**Your assignment:**
Would you return the lines from the one that contains "# put a marker on the stone column" to the last line of the entries below, exactly and with nothing added?

**Materials provided:**
· · · · · · ·
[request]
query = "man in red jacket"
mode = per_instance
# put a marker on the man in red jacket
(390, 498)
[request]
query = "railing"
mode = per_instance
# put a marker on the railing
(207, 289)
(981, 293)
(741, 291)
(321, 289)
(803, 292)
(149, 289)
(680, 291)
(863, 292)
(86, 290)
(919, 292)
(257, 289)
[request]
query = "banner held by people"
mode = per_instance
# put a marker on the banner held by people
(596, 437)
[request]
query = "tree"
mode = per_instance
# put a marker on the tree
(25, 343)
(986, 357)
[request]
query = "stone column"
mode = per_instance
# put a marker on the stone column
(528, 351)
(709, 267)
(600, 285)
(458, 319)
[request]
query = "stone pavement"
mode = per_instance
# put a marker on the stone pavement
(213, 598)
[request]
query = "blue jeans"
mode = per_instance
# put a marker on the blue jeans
· · · · · · ·
**Answer space:**
# put a marker on the stone column
(528, 351)
(709, 267)
(600, 285)
(458, 319)
[request]
query = "stone pavement"
mode = per_instance
# put a marker on the stone pavement
(213, 598)
[request]
query = "blue jeans"
mode = per_instance
# put a marker on the blue jeans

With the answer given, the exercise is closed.